Pointing records:
--- --- ---
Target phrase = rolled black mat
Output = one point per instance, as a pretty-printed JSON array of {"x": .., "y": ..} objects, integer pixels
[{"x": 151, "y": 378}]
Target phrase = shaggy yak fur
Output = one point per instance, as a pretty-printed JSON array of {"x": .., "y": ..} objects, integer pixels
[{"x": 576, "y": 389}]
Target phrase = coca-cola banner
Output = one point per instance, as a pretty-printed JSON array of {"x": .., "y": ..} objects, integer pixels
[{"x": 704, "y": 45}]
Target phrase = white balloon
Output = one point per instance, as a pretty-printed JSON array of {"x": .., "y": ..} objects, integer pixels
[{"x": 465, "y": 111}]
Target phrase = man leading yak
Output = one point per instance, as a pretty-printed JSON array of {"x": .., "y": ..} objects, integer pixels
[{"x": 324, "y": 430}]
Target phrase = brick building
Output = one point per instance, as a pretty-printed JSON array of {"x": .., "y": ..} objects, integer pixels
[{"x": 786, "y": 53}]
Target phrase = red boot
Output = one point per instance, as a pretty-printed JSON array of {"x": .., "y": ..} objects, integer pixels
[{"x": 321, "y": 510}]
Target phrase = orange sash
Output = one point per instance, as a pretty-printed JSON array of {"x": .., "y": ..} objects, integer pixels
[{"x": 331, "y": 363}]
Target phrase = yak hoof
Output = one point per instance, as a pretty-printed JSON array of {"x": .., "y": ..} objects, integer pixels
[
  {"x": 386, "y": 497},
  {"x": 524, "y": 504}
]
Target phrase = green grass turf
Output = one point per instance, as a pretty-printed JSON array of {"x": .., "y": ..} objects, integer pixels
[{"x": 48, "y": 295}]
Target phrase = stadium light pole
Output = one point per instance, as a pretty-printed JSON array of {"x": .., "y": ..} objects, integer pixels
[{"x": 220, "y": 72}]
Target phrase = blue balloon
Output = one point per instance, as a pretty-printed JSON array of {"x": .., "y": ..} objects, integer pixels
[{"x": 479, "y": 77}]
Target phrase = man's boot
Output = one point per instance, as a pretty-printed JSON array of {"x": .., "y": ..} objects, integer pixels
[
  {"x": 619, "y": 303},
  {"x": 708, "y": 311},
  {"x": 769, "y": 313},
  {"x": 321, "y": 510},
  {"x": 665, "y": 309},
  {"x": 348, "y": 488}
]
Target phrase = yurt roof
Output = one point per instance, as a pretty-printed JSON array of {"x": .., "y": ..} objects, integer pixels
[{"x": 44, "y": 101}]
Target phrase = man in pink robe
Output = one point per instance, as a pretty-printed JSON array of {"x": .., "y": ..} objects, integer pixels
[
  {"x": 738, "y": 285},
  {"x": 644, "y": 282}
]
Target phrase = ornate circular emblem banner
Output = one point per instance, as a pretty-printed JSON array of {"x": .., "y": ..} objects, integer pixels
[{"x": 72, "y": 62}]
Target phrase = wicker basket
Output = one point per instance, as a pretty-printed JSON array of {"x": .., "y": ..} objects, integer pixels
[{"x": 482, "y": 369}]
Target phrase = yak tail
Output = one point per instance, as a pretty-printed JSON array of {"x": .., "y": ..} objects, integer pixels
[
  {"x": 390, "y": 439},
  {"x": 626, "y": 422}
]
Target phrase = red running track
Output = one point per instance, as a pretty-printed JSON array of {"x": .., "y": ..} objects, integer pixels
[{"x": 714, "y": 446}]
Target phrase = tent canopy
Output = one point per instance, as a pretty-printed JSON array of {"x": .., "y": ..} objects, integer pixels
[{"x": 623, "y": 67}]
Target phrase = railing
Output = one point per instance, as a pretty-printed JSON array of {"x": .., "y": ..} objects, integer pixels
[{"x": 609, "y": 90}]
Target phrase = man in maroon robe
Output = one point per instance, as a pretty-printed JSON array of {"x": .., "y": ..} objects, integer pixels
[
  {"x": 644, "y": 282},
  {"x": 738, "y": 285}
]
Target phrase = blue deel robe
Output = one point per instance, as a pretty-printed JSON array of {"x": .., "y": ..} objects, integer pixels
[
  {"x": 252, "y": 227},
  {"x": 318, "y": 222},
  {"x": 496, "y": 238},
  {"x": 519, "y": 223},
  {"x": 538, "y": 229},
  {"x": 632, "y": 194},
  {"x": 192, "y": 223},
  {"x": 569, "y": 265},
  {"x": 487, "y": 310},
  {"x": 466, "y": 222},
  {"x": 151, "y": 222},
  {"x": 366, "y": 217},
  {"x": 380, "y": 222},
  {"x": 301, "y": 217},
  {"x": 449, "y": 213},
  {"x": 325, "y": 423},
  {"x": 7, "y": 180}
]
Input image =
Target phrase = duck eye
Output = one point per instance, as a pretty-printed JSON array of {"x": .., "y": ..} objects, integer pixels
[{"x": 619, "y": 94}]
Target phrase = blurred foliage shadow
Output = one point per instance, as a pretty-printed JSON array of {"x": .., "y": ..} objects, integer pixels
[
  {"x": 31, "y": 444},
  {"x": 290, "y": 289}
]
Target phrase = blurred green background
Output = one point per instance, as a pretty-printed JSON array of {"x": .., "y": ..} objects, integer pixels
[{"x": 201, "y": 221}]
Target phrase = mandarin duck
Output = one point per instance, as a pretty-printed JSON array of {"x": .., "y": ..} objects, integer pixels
--- --- ---
Quote the line that contains "Target phrase = blurred foliage shadow" and each line after it through the end of the data, exactly, leaving out everything else.

_ANSWER FOR THIS EXERCISE_
Target phrase = blurred foliage shadow
Output = one point per instance, as a pretty-printed JSON array of {"x": .., "y": ..} objects, integer pixels
[
  {"x": 31, "y": 444},
  {"x": 290, "y": 289}
]
Target phrase = blurred green background
Output = one point per instance, as a pretty-printed JSON array of {"x": .., "y": ..} objects, integer pixels
[{"x": 201, "y": 221}]
Target phrase = mandarin duck
Output = one point per instance, as a pretty-printed JSON array of {"x": .., "y": ..} objects, integer pixels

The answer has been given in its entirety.